▶ GIVEN DATA

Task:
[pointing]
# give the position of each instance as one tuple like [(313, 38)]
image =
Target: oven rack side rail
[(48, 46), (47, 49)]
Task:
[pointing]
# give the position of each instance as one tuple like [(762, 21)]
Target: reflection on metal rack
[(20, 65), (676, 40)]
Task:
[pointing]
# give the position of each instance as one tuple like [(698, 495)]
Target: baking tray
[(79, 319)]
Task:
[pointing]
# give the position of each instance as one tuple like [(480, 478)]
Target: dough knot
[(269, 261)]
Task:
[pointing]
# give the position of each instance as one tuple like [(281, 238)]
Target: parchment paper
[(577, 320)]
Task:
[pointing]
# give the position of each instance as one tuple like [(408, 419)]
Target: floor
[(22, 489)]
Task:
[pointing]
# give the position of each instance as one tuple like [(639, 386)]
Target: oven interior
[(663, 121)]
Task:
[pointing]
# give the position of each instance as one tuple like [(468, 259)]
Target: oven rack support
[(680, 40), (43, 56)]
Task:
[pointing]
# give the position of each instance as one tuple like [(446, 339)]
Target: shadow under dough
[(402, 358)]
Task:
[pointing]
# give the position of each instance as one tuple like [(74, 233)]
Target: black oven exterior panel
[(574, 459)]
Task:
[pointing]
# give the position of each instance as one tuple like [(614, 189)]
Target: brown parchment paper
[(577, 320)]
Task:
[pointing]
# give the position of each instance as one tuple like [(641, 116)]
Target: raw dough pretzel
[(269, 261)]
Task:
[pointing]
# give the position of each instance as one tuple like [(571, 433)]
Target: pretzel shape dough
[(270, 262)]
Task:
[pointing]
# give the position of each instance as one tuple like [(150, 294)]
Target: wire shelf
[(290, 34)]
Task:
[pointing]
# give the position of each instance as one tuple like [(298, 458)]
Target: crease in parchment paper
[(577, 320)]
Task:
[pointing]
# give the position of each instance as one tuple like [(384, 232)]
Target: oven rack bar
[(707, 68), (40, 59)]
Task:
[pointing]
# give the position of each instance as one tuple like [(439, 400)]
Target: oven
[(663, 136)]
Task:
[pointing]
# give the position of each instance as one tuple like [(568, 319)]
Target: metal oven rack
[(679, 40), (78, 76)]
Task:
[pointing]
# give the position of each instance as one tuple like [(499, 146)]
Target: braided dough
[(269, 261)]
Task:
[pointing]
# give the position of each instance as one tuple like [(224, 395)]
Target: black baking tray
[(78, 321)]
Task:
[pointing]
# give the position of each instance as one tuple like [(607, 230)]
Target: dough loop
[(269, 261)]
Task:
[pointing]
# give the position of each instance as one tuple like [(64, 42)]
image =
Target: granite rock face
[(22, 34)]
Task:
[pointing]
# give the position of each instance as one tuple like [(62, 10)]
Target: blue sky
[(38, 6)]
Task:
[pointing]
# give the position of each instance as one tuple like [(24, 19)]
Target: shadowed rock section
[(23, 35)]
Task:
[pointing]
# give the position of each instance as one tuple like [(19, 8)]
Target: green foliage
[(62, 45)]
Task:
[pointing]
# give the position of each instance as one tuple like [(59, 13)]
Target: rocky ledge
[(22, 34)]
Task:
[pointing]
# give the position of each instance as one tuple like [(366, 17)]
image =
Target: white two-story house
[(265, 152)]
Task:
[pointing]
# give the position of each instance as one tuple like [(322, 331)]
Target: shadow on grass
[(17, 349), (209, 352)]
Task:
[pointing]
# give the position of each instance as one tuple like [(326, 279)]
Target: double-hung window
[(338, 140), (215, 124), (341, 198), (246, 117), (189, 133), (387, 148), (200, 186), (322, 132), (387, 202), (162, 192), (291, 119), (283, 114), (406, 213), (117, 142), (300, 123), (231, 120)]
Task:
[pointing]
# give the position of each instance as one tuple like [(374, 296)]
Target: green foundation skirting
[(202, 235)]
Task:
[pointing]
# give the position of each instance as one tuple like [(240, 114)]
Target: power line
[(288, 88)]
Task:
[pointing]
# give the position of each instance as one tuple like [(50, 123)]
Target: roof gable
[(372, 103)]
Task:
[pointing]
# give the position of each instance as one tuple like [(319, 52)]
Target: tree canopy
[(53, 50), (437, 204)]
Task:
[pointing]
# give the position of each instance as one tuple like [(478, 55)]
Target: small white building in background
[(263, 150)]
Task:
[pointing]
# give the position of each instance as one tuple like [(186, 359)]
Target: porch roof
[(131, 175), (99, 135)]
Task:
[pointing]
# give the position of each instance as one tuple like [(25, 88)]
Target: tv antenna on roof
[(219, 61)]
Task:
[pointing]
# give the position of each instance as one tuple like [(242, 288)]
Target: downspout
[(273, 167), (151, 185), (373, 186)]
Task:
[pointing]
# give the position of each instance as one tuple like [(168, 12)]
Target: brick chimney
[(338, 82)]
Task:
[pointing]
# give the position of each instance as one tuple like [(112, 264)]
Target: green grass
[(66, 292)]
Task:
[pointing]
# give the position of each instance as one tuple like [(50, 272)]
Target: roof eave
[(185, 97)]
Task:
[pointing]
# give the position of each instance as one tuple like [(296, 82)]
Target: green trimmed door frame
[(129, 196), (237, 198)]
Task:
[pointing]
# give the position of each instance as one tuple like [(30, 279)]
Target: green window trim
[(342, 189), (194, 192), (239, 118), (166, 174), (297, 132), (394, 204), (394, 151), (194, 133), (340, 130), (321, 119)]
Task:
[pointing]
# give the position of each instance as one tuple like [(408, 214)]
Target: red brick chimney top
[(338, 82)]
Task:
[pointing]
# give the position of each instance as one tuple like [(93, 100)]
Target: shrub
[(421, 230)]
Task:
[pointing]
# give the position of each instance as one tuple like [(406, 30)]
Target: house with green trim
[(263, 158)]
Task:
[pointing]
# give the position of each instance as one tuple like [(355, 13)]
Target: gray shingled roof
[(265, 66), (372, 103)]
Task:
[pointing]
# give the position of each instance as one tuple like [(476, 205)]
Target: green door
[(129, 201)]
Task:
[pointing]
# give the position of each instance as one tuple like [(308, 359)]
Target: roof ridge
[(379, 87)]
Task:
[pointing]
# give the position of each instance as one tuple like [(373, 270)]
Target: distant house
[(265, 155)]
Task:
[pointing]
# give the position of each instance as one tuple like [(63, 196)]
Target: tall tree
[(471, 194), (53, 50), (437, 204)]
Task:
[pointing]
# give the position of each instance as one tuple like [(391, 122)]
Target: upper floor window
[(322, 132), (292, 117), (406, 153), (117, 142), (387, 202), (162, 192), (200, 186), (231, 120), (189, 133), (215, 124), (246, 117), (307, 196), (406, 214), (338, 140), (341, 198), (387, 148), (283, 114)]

▶ YOUR ASSIGNMENT
Set down, unchanged, only those lines above that fall between the line with "like [(374, 296)]" and the line with "like [(50, 123)]", the two end lines included.

▶ TASK ANSWER
# give the position of each instance as one tuple like [(374, 296)]
Target: green foundation skirting
[(202, 235)]
Task:
[pointing]
# give the position of each instance as one tuple like [(240, 114)]
Target: power line
[(288, 88)]
Task:
[pointing]
# give the position of each instance as one tuple like [(50, 123)]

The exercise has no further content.